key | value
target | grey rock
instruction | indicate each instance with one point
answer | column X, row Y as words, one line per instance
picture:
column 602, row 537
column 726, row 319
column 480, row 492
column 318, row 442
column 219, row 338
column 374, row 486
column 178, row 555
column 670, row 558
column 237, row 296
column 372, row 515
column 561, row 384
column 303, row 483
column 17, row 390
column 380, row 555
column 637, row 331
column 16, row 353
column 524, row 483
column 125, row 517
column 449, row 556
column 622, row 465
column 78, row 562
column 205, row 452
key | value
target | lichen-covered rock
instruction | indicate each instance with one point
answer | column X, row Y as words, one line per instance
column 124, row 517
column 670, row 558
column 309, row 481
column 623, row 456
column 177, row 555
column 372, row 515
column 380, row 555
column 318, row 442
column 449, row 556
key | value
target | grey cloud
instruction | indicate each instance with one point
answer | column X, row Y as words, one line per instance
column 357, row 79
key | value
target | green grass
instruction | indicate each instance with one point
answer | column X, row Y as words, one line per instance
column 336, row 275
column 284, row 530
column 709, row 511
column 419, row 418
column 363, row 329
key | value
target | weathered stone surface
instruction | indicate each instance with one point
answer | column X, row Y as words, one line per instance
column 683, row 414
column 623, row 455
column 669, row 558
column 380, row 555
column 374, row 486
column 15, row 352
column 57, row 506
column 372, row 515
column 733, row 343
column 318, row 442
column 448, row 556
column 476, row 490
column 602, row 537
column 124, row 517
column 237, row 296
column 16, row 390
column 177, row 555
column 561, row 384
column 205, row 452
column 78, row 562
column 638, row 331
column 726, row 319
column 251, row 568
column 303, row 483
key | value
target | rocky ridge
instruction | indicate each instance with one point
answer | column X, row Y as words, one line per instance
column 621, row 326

--------------------------------------------------

**TASK**. Copy every line of the data above, unchanged and in the same order.

**WORKED ANSWER**.
key | value
target | grey rock
instruction | indicate each instance with one point
answer | column X, row Y as words, one line per instance
picture:
column 602, row 537
column 726, row 319
column 480, row 492
column 318, row 442
column 219, row 338
column 374, row 486
column 178, row 555
column 670, row 558
column 237, row 296
column 372, row 515
column 561, row 384
column 303, row 483
column 17, row 390
column 380, row 555
column 637, row 331
column 16, row 353
column 524, row 483
column 125, row 517
column 449, row 556
column 622, row 465
column 78, row 562
column 205, row 452
key | value
target | lichen-covered rock
instruction | indicate each instance with one point
answer | column X, row Y as words, one line per instance
column 124, row 517
column 670, row 558
column 309, row 481
column 623, row 456
column 177, row 555
column 372, row 515
column 380, row 555
column 318, row 442
column 449, row 556
key | value
target | grey cloud
instruction | indicate each instance with one point
answer | column X, row Y as words, one line per instance
column 357, row 79
key | value
target | green grass
instruction | indicate each instance with one point
answer | column X, row Y as words, one line per instance
column 336, row 275
column 284, row 530
column 709, row 511
column 419, row 418
column 363, row 329
key | value
target | weathered stone surface
instruction | indicate each instance with one point
answer | column X, row Y as words, one line per instance
column 683, row 414
column 623, row 455
column 669, row 558
column 380, row 555
column 374, row 486
column 15, row 352
column 57, row 506
column 372, row 515
column 733, row 343
column 318, row 442
column 448, row 556
column 476, row 490
column 602, row 537
column 124, row 517
column 237, row 296
column 16, row 390
column 177, row 555
column 561, row 384
column 205, row 452
column 78, row 562
column 638, row 331
column 726, row 319
column 251, row 568
column 303, row 483
key | value
target | rocky ridge
instruction | indicate each instance with one point
answer | column X, row Y as words, one line per instance
column 621, row 326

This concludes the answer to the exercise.